PROMPT: Please rewrite the passage of the Jenny Young profile below that opens with "Seeing health care" and closes with "England Medical Center.", swapping "charrettes" for "workshops".

MArch University of California, Berkeley, 1974
BA (Urban Studies) Vassar College, 1970

Registered Architect: Oregon

The research and creative work of Professor Jenny Young relates the well-being of a community to the design of public buildings. She teaches design studios and courses in the social and behavioral aspects of design, architectural programming, and the form of small towns.

Young’s investigations of the role of architecture in the development of the spatial structure of small towns have focused on rural Oregon and the island communities of Martha’s Vineyard, Massachusetts. She recently presented grant-funded research on the spatial structure and character of towns in Wheeler County, Oregon, at a conference in Sweden and was invited to speak on strategies for sustaining small town life at an international conference in Taipei, China. Her articles have also appeared in the journal Small Town.

Seeing health care and educational facilities as core institutions in small towns, Young has concentrated her professional practice in Oregon, as well as many design studios, on those institutions that define and repair the spatial structure of towns while providing settings for essential activities of the inhabitants. She has received grants from the AIA Academy of Architecture for Health to bring students to design charrettes in Los Angeles and Denver. She also received funding to form the UO Rural Health Design Group in 1994 to involve students in programming and schematic design for health clinics in rural Oregon. Before joining the faculty at the University of Oregon in 1982, Young was a designer with Perry, Dean, Stahl and Rogers in Boston, Massachusetts, where she worked on a new downtown facility for the Tufts-New England Medical Center.

SUPPLIED DATA:
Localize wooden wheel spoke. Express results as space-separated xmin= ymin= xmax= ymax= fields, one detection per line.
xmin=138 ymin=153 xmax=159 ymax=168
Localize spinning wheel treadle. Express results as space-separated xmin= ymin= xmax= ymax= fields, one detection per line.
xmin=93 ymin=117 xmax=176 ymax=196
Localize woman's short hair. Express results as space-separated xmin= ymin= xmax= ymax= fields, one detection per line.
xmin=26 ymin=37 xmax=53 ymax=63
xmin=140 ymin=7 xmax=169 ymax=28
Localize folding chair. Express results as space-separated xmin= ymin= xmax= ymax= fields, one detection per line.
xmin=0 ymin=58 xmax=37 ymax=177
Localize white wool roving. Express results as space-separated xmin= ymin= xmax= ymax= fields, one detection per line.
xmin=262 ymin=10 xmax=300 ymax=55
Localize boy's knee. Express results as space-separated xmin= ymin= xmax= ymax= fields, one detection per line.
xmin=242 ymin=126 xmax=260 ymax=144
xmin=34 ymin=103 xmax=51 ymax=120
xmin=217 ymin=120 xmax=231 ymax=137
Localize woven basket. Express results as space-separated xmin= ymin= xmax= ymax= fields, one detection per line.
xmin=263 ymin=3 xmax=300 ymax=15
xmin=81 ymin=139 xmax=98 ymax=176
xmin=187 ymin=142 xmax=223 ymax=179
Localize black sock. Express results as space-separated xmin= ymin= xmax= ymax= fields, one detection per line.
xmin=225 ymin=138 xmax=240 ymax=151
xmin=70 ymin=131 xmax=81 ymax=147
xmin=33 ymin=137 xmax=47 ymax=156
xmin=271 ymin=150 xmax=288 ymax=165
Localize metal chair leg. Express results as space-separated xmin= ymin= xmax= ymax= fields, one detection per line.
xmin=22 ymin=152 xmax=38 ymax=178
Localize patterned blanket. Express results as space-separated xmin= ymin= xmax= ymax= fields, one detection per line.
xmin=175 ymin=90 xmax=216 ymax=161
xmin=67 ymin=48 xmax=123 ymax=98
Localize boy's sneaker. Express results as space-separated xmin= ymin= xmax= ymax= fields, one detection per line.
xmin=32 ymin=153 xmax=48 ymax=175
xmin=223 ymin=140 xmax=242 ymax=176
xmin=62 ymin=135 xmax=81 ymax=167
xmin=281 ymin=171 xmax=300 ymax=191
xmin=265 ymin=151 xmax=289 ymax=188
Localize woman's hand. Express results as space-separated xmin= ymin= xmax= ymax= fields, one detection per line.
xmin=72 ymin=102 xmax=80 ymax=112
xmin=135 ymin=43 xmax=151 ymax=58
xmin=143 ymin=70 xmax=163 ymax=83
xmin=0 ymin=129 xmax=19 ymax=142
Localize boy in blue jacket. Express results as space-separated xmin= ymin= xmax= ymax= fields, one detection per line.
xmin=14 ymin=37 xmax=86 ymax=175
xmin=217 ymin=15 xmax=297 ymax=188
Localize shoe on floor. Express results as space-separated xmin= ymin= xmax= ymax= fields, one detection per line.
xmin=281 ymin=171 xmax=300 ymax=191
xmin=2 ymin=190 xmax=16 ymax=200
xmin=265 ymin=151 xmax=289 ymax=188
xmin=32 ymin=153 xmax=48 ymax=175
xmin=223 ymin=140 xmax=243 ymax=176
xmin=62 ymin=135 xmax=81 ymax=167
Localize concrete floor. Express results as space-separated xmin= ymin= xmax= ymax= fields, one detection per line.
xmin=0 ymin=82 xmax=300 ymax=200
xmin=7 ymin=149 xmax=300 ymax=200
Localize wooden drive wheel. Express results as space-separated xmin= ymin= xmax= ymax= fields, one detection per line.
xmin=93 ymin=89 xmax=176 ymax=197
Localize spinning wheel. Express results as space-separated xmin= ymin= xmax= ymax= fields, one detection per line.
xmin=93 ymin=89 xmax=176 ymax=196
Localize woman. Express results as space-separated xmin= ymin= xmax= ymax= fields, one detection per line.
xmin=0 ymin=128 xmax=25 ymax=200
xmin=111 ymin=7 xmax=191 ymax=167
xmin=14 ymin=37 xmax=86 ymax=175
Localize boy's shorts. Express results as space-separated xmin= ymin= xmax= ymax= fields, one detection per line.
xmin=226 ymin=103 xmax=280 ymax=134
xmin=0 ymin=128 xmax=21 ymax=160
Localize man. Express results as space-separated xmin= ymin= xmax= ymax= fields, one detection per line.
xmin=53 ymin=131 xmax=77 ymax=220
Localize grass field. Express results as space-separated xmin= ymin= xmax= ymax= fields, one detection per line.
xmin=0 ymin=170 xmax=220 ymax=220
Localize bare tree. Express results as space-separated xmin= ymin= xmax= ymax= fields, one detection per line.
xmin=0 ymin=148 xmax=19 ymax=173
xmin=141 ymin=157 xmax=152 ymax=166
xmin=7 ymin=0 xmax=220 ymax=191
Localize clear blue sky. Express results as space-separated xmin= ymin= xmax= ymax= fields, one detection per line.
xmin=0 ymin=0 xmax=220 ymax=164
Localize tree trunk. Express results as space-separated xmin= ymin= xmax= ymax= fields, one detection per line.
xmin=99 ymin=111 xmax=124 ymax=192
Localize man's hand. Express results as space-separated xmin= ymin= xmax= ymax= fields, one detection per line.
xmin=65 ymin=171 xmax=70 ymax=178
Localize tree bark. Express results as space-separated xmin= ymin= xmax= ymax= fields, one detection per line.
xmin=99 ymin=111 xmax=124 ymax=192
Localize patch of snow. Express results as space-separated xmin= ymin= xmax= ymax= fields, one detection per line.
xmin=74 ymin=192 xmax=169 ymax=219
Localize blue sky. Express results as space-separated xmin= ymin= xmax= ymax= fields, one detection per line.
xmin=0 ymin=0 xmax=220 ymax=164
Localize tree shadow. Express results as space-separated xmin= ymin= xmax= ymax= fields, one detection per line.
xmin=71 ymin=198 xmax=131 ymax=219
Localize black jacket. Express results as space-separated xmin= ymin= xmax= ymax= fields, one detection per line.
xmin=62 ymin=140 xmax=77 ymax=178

RESPONSE TO THIS TASK:
Seeing health care and educational facilities as core institutions in small towns, Young has concentrated her professional practice in Oregon, as well as many design studios, on those institutions that define and repair the spatial structure of towns while providing settings for essential activities of the inhabitants. She has received grants from the AIA Academy of Architecture for Health to bring students to design workshops in Los Angeles and Denver. She also received funding to form the UO Rural Health Design Group in 1994 to involve students in programming and schematic design for health clinics in rural Oregon. Before joining the faculty at the University of Oregon in 1982, Young was a designer with Perry, Dean, Stahl and Rogers in Boston, Massachusetts, where she worked on a new downtown facility for the Tufts-New England Medical Center.